== Problem to work on ==
Rewrite the lines below, changing every "formatted sample" to "reference sample" and leaving the rest untouched.

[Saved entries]
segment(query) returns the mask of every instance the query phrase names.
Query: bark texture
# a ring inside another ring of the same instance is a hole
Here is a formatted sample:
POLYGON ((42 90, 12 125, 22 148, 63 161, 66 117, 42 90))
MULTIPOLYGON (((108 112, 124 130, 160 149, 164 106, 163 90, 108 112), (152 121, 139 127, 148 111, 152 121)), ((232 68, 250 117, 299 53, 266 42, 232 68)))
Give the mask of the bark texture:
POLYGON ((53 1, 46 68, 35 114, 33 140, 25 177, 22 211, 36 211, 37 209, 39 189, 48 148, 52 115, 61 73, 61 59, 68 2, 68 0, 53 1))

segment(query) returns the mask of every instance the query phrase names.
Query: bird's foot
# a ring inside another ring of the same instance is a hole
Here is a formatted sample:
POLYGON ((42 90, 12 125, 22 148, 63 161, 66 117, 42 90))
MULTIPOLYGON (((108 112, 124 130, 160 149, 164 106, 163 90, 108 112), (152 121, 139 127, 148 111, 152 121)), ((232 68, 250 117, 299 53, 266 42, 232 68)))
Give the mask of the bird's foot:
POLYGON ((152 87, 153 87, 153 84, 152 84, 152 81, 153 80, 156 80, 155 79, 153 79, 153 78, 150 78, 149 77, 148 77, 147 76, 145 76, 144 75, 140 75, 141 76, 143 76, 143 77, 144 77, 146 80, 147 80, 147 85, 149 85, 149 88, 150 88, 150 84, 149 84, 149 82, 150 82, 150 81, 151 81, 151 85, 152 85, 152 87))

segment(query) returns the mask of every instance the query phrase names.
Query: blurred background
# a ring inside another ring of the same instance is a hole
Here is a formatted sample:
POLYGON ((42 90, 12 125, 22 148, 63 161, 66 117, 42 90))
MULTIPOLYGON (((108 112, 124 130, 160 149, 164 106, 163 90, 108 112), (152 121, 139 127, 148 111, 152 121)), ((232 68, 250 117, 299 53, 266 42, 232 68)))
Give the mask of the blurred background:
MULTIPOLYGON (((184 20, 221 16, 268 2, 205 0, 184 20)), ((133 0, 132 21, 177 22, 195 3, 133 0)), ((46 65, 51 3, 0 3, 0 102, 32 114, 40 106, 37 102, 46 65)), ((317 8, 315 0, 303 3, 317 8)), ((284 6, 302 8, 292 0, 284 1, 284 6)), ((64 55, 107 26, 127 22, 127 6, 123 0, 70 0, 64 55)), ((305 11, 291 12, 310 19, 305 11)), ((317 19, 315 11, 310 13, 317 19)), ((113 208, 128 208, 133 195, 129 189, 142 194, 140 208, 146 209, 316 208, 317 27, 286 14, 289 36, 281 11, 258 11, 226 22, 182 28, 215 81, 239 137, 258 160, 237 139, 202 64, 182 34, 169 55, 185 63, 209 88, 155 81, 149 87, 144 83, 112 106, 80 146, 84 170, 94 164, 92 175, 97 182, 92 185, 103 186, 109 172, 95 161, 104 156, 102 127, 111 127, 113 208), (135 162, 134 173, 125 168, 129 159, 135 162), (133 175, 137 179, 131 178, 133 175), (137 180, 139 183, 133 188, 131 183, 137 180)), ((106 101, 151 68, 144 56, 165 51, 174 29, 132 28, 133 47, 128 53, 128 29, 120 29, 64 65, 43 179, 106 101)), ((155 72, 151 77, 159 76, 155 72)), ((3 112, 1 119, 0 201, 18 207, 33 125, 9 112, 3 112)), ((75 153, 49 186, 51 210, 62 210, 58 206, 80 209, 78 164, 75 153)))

== Response below ==
segment(query) returns the mask of every instance the query phrase names.
Query: bark texture
# a ring inside another ring of the same instance is a hole
Here is a reference sample:
POLYGON ((42 90, 12 125, 22 148, 63 161, 66 117, 42 90))
MULTIPOLYGON (((108 112, 124 130, 160 149, 164 106, 163 90, 108 112), (152 121, 139 127, 148 111, 152 121)), ((232 68, 250 117, 299 53, 266 42, 232 68)))
Give the mask of the bark texture:
POLYGON ((53 1, 46 68, 35 114, 33 140, 25 177, 22 211, 36 211, 37 209, 39 189, 48 148, 52 115, 61 73, 61 59, 68 2, 68 0, 53 1))

segment(query) returns the mask of every instance the query phrase names.
Query: bird's foot
# a ring inside another ring of the same instance is a hole
Here is a reference sample:
POLYGON ((42 90, 12 125, 22 148, 63 161, 66 117, 42 90))
MULTIPOLYGON (((108 112, 124 130, 160 149, 164 106, 163 90, 108 112), (152 121, 139 127, 148 111, 152 121)), ((232 68, 250 117, 299 53, 266 42, 232 68)))
Give the mask of the bird's foot:
POLYGON ((152 87, 153 87, 153 84, 152 84, 152 81, 153 80, 156 80, 155 79, 153 79, 153 78, 150 78, 149 77, 148 77, 147 76, 145 76, 144 75, 140 75, 141 76, 143 76, 143 77, 144 77, 146 80, 147 80, 147 85, 149 85, 149 88, 150 88, 150 84, 149 84, 149 82, 150 82, 150 81, 151 81, 151 85, 152 85, 152 87))

segment(query) returns the mask of every instance the query phrase names.
Query: blurred background
# a ring inside another ring of the same instance is a hole
Here is a reference sample:
POLYGON ((42 90, 12 125, 22 148, 63 161, 66 117, 42 90))
MULTIPOLYGON (((108 112, 124 130, 160 149, 164 106, 163 90, 108 112), (152 121, 139 127, 148 111, 152 121)), ((232 68, 250 117, 299 53, 266 42, 232 68)))
Give the mask of the blurred background:
MULTIPOLYGON (((184 20, 221 16, 268 2, 205 0, 184 20)), ((133 0, 132 21, 177 22, 195 3, 133 0)), ((46 65, 51 3, 0 3, 0 102, 32 114, 40 106, 37 102, 46 65)), ((317 8, 315 0, 303 3, 317 8)), ((284 6, 302 8, 292 0, 284 1, 284 6)), ((64 55, 107 26, 127 22, 127 6, 123 0, 70 0, 64 55)), ((305 11, 291 12, 310 19, 305 11)), ((317 19, 315 11, 310 13, 317 19)), ((113 208, 128 208, 133 195, 129 189, 142 194, 140 208, 146 209, 316 208, 317 27, 286 14, 289 36, 281 11, 258 11, 226 22, 182 28, 215 81, 239 137, 258 160, 237 139, 202 64, 182 34, 169 55, 185 63, 209 88, 155 81, 149 87, 144 83, 112 106, 80 146, 84 170, 94 164, 92 175, 97 182, 92 185, 103 186, 109 172, 95 161, 104 156, 102 127, 111 127, 113 208), (135 162, 134 173, 125 168, 129 159, 135 162), (133 175, 137 179, 131 178, 133 175), (137 180, 139 183, 133 188, 131 183, 137 180)), ((106 101, 151 68, 144 56, 165 51, 174 29, 132 28, 133 47, 128 53, 128 29, 120 29, 64 65, 43 179, 106 101)), ((155 72, 151 77, 159 76, 155 72)), ((3 112, 1 119, 0 201, 18 207, 33 125, 9 112, 3 112)), ((75 153, 49 186, 51 210, 62 210, 58 206, 80 209, 78 164, 75 153)))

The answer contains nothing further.